### [Consignes]
**A.** Reproduisez le passage de l'éditorial compris entre "L’éditorial de Guillaume" et "l’issue du second.", ces deux extraits inclus.
**B.** Repérez toutes les lignes des enregistrements où figure le mot "purple", puis recopiez-les.

### [Texte cité]
○ ○ ○

L’éditorial de Guillaume Roquette
Avec les voix obtenues dimanche dernier d’un sixième des électeurs inscrits, La République en marche pourrait remporter les trois quarts des sièges de la nouvelle Assemblée nationale : jamais dans notre histoire électorale, triomphe annoncé n’aura bénéficié d’un aussi fort effet de levier. Et depuis une semaine, on disserte à l’envi sur l’ampleur de l’abstention qui a rendu possible cette disproportion entre le nombre de voix engrangées au premier tour par le parti d’Emmanuel Macron et le nombre de députés qu’on lui promet à l’issue du second.
Disons-le d’emblée : ce taux d’abstention inédit ne remet nullement en cause la légitimité du scrutin. L’offre politique était suffisamment variée lors de ces élections législatives (jusqu’à 26 candidats dans une circonscription parisienne !) pour que tous les électeurs désireux de se faire entendre trouvent chaussure à leur pied. Tant pis pour ceux qui ont choisi de ne pas voter. Mais le résultat est là : si les tendances du premier tour se confirment dimanche, la prochaine Assemblée pourrait être démesurément dominée par un seul parti. Avec un enjeu non pas de légitimité mais de représentativité, dans la mesure où toute la France, loin de là, ne s’est pas mise en marche. Une Chambre introuvable (parce qu’elle refléterait mal la réalité du pays) risque de déplacer l’opposition de l’Hémicycle vers la rue. Les syndicalistes hostiles aux réformes, relayés par leur allié Jean-Luc Mélenchon, n’attendent que cela.

○ ○ ○

[Annotation de formes sur des images]
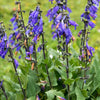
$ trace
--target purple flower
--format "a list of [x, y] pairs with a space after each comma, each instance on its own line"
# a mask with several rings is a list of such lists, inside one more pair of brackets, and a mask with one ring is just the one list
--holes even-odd
[[17, 69], [18, 66], [19, 66], [19, 63], [18, 63], [18, 61], [17, 61], [16, 59], [14, 59], [14, 63], [15, 63], [15, 67], [16, 67], [16, 69]]
[[88, 24], [89, 24], [89, 26], [91, 27], [91, 29], [94, 28], [94, 27], [96, 26], [96, 25], [95, 25], [93, 22], [91, 22], [91, 21], [89, 21]]
[[3, 84], [3, 80], [2, 80], [2, 81], [0, 81], [0, 88], [1, 88], [2, 84]]
[[76, 30], [76, 27], [78, 26], [78, 24], [72, 20], [69, 20], [69, 23], [73, 26], [75, 26], [75, 30]]
[[93, 52], [95, 52], [95, 49], [93, 47], [90, 47], [87, 42], [86, 42], [86, 47], [88, 56], [89, 57], [93, 56]]
[[16, 17], [15, 16], [13, 16], [13, 18], [11, 18], [11, 20], [10, 20], [10, 22], [14, 22], [16, 20]]
[[60, 97], [60, 96], [57, 96], [60, 100], [66, 100], [65, 98], [63, 97]]
[[40, 52], [40, 51], [41, 51], [41, 49], [42, 49], [42, 47], [41, 47], [41, 46], [39, 46], [39, 47], [38, 47], [38, 49], [37, 49], [37, 51], [38, 51], [38, 52]]
[[81, 34], [82, 34], [82, 30], [78, 33], [78, 36], [80, 37]]
[[39, 98], [39, 96], [38, 96], [38, 95], [36, 96], [36, 100], [40, 100], [40, 98]]

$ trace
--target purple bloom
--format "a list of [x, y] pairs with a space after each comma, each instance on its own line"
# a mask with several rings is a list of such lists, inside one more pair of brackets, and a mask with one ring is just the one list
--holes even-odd
[[2, 80], [2, 81], [0, 81], [0, 88], [1, 88], [2, 84], [3, 84], [3, 80]]
[[37, 51], [38, 51], [38, 52], [40, 52], [40, 51], [41, 51], [41, 49], [42, 49], [42, 47], [41, 47], [41, 46], [39, 46], [39, 47], [38, 47], [38, 49], [37, 49]]
[[86, 43], [86, 47], [87, 47], [87, 54], [89, 55], [89, 57], [93, 56], [93, 52], [95, 51], [95, 49], [93, 47], [90, 47], [88, 43]]
[[16, 17], [14, 16], [13, 18], [11, 18], [10, 22], [14, 22], [16, 20]]
[[89, 26], [91, 27], [91, 29], [94, 28], [94, 27], [96, 26], [96, 25], [95, 25], [93, 22], [91, 22], [91, 21], [89, 21], [88, 24], [89, 24]]
[[40, 98], [39, 98], [39, 96], [38, 96], [38, 95], [36, 96], [36, 100], [40, 100]]
[[18, 58], [21, 59], [21, 56], [19, 56]]
[[25, 34], [28, 36], [28, 34], [30, 33], [30, 29], [29, 30], [27, 30], [26, 32], [25, 32]]
[[60, 97], [60, 96], [57, 96], [60, 100], [66, 100], [65, 98], [63, 97]]
[[75, 26], [75, 30], [76, 30], [76, 27], [78, 26], [78, 24], [72, 20], [69, 20], [69, 23], [73, 26]]
[[82, 30], [78, 33], [78, 36], [80, 37], [81, 34], [82, 34]]
[[30, 54], [33, 53], [33, 45], [31, 45], [31, 46], [29, 47], [29, 51], [30, 51]]
[[14, 22], [13, 23], [13, 30], [15, 31], [16, 29], [18, 29], [17, 22]]

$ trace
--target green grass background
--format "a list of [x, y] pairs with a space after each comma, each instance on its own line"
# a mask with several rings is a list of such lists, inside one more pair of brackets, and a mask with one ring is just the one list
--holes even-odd
[[[21, 0], [22, 1], [22, 9], [26, 12], [23, 13], [25, 24], [27, 24], [29, 11], [34, 10], [36, 6], [40, 5], [41, 10], [43, 11], [42, 16], [44, 19], [44, 31], [45, 31], [45, 39], [48, 41], [48, 46], [50, 48], [56, 48], [57, 41], [52, 39], [52, 31], [51, 31], [51, 23], [48, 22], [48, 18], [45, 16], [47, 11], [54, 6], [48, 2], [49, 0]], [[79, 37], [77, 37], [78, 32], [83, 28], [83, 23], [81, 22], [80, 15], [84, 12], [87, 0], [68, 0], [68, 7], [71, 8], [72, 13], [70, 15], [71, 20], [74, 20], [78, 23], [77, 30], [74, 30], [74, 27], [71, 27], [72, 34], [75, 36], [76, 41], [73, 42], [73, 47], [77, 52], [79, 52], [79, 48], [76, 45], [76, 42], [79, 42]], [[3, 21], [6, 26], [6, 33], [9, 35], [10, 31], [9, 20], [13, 16], [13, 8], [16, 8], [15, 0], [0, 0], [0, 21]], [[97, 13], [98, 17], [96, 18], [96, 27], [91, 30], [89, 44], [90, 46], [96, 49], [95, 53], [100, 50], [100, 9]], [[0, 58], [0, 78], [6, 73], [8, 73], [12, 69], [11, 64], [8, 63], [7, 59], [3, 60]]]

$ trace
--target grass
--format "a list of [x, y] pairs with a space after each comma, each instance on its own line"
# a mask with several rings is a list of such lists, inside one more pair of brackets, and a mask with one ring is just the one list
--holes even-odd
[[[29, 11], [32, 9], [34, 10], [37, 4], [39, 3], [40, 8], [42, 9], [43, 13], [43, 19], [44, 19], [44, 31], [45, 31], [45, 37], [46, 41], [48, 41], [48, 45], [51, 48], [56, 47], [56, 40], [52, 39], [52, 31], [51, 31], [51, 23], [48, 22], [48, 18], [46, 18], [47, 11], [54, 6], [54, 4], [51, 4], [48, 2], [49, 0], [21, 0], [22, 1], [22, 9], [26, 12], [23, 13], [25, 24], [27, 24]], [[0, 21], [3, 21], [6, 30], [8, 30], [9, 27], [9, 20], [12, 18], [13, 15], [13, 8], [15, 8], [14, 0], [0, 0]], [[76, 42], [79, 42], [79, 37], [77, 37], [78, 32], [83, 28], [83, 24], [81, 22], [80, 15], [84, 12], [85, 6], [86, 6], [87, 0], [68, 0], [68, 7], [71, 8], [72, 13], [70, 15], [71, 19], [76, 21], [78, 23], [77, 30], [74, 30], [74, 27], [72, 27], [72, 33], [76, 37], [76, 41], [73, 43], [73, 46], [75, 50], [79, 51], [79, 48], [76, 45]], [[100, 50], [99, 44], [100, 44], [100, 10], [97, 13], [98, 18], [96, 19], [96, 27], [95, 29], [91, 30], [90, 34], [90, 40], [89, 44], [96, 48], [97, 51]], [[6, 31], [6, 33], [9, 35], [10, 31]], [[6, 68], [5, 68], [6, 67]], [[7, 60], [3, 60], [0, 58], [0, 77], [2, 77], [3, 74], [6, 74], [11, 69], [10, 64], [7, 62]]]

○ ○ ○

### [Exercices corrigés]
**A.**
L’éditorial de Guillaume Roquette
Avec les voix obtenues dimanche dernier d’un sixième des électeurs inscrits, La République en marche pourrait remporter les trois quarts des sièges de la nouvelle Assemblée nationale : jamais dans notre histoire électorale, triomphe annoncé n’aura bénéficié d’un aussi fort effet de levier. Et depuis une semaine, on disserte à l’envi sur l’ampleur de l’abstention qui a rendu possible cette disproportion entre le nombre de voix engrangées au premier tour par le parti d’Emmanuel Macron et le nombre de députés qu’on lui promet à l’issue du second.

**B.**
--target purple flower
--target purple bloom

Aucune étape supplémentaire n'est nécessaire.